Collected data entries:
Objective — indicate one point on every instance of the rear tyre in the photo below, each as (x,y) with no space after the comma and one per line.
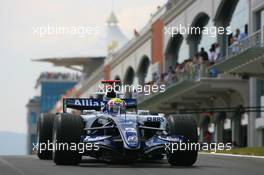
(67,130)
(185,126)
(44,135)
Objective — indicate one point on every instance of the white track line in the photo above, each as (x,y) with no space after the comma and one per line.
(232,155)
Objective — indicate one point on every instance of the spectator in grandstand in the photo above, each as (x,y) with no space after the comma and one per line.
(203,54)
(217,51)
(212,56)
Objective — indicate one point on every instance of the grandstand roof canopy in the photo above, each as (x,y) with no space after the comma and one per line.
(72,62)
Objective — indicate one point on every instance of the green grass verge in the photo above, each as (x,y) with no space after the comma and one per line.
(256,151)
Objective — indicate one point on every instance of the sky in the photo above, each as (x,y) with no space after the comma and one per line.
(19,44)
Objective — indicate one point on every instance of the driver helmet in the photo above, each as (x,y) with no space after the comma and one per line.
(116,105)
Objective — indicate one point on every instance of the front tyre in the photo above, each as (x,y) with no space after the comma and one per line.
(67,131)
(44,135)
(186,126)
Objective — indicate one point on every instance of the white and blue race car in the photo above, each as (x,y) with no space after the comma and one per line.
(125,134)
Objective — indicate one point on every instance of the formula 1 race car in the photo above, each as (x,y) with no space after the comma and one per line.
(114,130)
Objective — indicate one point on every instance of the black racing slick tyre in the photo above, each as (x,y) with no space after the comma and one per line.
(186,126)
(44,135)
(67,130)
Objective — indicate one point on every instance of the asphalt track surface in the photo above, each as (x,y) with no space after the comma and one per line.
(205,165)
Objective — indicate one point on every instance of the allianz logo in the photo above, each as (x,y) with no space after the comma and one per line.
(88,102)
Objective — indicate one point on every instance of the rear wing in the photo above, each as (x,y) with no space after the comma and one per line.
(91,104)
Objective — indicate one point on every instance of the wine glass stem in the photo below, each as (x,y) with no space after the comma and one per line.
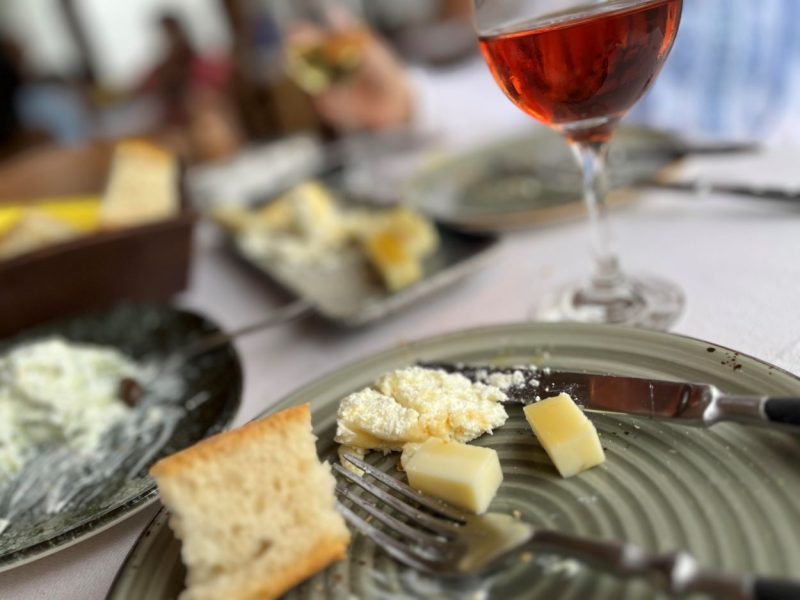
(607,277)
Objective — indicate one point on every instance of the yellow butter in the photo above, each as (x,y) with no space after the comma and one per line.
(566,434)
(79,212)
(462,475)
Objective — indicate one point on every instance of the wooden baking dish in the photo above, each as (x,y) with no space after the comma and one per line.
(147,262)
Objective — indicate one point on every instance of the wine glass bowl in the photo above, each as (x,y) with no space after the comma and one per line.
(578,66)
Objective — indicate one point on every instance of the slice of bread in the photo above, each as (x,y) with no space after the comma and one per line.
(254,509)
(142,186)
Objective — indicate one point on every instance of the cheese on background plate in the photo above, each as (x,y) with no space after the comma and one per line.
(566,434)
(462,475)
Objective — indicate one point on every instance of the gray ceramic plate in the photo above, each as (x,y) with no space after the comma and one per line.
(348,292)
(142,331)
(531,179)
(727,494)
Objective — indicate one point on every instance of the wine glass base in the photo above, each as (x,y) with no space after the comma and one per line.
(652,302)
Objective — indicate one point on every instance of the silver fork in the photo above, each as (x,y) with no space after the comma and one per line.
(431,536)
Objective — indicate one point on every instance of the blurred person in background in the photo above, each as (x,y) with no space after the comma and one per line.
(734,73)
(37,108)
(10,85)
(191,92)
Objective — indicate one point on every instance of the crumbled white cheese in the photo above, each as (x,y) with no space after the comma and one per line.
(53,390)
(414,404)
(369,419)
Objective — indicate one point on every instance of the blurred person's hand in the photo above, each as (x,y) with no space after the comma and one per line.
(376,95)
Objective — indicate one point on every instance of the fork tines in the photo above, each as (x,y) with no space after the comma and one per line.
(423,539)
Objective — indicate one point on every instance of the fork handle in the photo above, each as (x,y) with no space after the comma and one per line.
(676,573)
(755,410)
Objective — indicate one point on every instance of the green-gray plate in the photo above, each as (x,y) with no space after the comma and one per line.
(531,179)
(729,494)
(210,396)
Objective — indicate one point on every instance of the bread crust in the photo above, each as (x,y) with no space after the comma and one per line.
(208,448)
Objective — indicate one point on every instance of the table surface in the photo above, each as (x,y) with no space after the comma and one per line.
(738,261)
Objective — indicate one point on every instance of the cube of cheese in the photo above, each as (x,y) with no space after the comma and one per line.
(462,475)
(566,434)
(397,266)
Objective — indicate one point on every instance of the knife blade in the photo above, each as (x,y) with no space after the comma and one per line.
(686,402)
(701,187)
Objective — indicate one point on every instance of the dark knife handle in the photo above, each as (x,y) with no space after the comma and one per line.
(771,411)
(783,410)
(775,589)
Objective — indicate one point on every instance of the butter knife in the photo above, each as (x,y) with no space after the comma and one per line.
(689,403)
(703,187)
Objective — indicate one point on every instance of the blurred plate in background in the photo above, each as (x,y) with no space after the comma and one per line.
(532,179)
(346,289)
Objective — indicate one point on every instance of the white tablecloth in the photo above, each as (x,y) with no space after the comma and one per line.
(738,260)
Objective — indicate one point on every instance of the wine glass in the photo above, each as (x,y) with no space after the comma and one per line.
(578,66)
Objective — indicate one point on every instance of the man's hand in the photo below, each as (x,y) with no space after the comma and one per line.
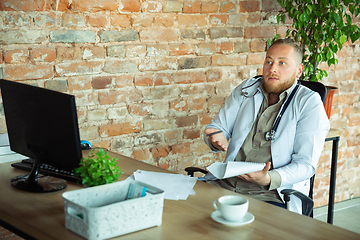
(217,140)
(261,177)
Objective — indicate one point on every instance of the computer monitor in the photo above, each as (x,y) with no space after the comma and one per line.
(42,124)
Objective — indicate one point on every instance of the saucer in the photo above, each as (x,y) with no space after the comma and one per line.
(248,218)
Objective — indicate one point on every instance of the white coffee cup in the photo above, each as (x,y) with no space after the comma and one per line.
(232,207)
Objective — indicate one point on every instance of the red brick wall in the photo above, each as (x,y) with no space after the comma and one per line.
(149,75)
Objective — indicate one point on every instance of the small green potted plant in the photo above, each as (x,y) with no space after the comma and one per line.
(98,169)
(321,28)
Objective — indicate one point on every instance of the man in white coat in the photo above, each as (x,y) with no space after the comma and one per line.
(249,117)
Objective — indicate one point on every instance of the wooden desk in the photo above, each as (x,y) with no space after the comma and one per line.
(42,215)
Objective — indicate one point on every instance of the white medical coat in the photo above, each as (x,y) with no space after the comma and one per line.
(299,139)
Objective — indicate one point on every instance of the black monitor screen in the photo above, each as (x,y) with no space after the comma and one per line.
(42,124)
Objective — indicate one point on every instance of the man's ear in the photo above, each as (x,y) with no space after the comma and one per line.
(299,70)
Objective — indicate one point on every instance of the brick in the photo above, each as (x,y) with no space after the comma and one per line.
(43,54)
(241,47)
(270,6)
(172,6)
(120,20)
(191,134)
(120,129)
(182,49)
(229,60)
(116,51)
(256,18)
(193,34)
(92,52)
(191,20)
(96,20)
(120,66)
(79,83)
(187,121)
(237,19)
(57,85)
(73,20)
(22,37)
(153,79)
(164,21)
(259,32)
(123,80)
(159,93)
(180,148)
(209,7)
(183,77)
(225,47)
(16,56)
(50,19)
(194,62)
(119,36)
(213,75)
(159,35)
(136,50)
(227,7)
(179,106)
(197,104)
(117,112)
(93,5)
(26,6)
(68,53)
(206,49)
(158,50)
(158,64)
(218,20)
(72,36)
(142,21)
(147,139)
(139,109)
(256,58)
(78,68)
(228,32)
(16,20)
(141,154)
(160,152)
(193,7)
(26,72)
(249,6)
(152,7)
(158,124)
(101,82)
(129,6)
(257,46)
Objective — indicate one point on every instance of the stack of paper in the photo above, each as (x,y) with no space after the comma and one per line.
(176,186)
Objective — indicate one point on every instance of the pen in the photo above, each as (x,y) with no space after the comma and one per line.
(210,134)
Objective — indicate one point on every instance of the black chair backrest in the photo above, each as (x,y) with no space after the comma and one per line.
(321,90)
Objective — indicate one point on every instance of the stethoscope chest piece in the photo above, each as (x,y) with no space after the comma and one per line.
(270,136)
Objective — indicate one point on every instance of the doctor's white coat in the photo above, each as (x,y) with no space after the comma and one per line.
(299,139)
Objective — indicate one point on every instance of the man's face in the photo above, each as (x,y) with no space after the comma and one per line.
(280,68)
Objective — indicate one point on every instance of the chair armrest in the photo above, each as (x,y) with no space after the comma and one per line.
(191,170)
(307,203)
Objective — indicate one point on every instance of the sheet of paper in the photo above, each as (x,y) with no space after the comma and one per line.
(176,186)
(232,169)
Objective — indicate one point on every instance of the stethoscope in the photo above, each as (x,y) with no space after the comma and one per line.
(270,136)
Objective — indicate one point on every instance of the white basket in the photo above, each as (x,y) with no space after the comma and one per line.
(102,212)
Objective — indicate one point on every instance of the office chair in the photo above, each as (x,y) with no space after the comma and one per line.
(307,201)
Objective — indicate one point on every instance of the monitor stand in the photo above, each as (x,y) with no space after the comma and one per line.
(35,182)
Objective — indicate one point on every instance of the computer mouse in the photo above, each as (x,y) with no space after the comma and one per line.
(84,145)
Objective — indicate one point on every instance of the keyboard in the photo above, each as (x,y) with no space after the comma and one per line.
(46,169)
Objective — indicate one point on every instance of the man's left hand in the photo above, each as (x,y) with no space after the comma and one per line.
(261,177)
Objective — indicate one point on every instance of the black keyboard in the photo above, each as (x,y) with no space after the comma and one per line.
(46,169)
---
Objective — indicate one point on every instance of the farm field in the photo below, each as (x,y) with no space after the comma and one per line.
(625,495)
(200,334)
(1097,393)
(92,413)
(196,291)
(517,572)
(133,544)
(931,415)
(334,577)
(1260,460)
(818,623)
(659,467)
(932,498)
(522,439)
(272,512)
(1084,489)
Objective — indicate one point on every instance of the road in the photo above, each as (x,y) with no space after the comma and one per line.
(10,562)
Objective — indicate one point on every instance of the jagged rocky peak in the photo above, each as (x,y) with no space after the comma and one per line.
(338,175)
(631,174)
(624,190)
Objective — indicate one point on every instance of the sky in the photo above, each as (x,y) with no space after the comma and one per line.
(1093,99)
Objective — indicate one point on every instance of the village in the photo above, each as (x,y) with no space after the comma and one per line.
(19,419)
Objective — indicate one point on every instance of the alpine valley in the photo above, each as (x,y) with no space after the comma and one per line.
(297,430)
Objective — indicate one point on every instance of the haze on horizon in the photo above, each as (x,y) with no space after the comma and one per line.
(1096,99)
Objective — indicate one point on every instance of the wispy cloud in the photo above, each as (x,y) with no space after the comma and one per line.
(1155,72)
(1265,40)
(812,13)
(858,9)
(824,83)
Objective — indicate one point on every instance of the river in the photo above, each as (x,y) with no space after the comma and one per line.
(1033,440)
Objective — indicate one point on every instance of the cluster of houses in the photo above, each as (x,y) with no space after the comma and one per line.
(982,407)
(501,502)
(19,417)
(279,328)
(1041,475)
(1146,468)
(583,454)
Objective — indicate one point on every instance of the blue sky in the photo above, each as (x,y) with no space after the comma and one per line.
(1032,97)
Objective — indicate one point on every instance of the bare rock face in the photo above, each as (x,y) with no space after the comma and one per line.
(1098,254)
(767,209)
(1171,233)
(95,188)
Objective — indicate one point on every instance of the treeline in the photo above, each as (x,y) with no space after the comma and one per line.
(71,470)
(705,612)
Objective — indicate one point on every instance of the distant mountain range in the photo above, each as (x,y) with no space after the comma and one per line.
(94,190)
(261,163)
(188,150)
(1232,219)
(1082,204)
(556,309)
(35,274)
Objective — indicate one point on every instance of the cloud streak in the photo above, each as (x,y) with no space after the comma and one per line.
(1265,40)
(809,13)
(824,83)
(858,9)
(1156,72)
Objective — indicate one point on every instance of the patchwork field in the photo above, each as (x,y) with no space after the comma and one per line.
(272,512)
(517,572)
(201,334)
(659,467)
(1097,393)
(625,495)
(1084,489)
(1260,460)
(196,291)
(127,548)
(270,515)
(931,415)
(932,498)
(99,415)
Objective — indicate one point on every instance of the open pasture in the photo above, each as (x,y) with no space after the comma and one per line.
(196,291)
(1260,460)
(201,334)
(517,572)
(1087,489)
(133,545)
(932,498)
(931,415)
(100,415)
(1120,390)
==
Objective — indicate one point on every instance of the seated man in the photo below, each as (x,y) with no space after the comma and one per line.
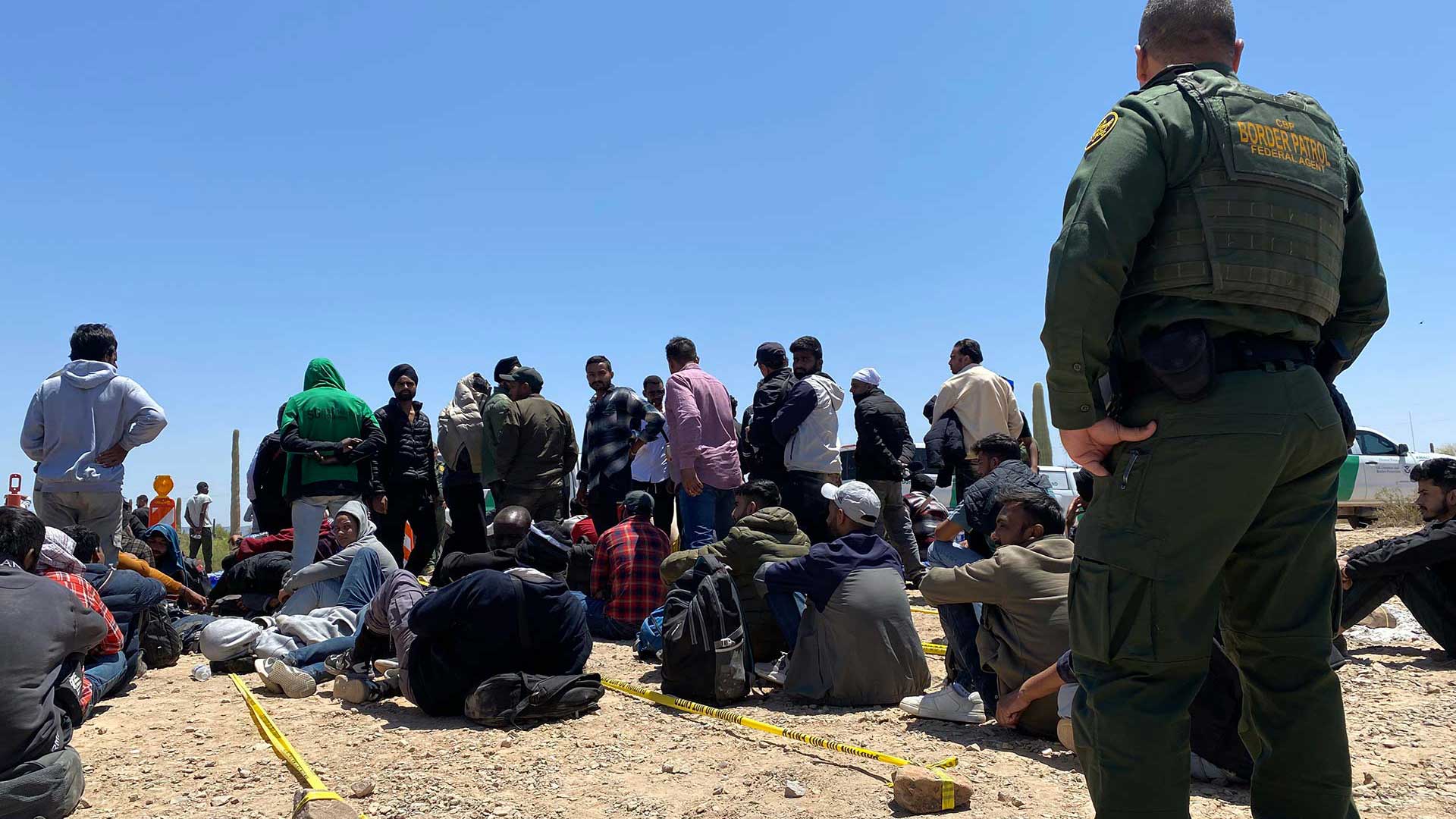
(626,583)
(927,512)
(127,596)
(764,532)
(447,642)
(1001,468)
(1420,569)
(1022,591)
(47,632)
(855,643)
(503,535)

→ **GIVEN REQUEST**
Gather from the material above each line that includes the word "white".

→ **TASK RESULT**
Objective — indicate one point on every instance of the white track line in the photo above, each as (x,y) with no space after the comma and one per line.
Objective — indicate one point on every instance of the white and blue race car in the photo above, each as (x,y) with no space after the comma and one per line.
Objective — indicate one point on every instance of the crumbled white cheese in the photo above, each as (x,y) with no space after the comma and one per line.
Objective — indicate one point on every instance of the white tablecloth in the photo above, each as (x,y) with no space after the comma and one per line.
Objective — indicate one point on every instance of the white coffee cup in the photo above, each as (x,y) with no space after the comma and one per line.
Objective — indicate one point on every instance of the man in white coat in the photo above, each as (x,y) with no space after the comma and one per line.
Objective — indicate one point on every instance of the white medical coat in the photo above, each as (x,y) with no space after the comma and one per line.
Objective — indicate one point on every instance of the doctor's white coat in the photo above, each as (x,y) with no space after the comma and one per line.
Objective — indicate one point on every instance of the white basket in the photo above, each as (x,y) with no space after the comma and one per line.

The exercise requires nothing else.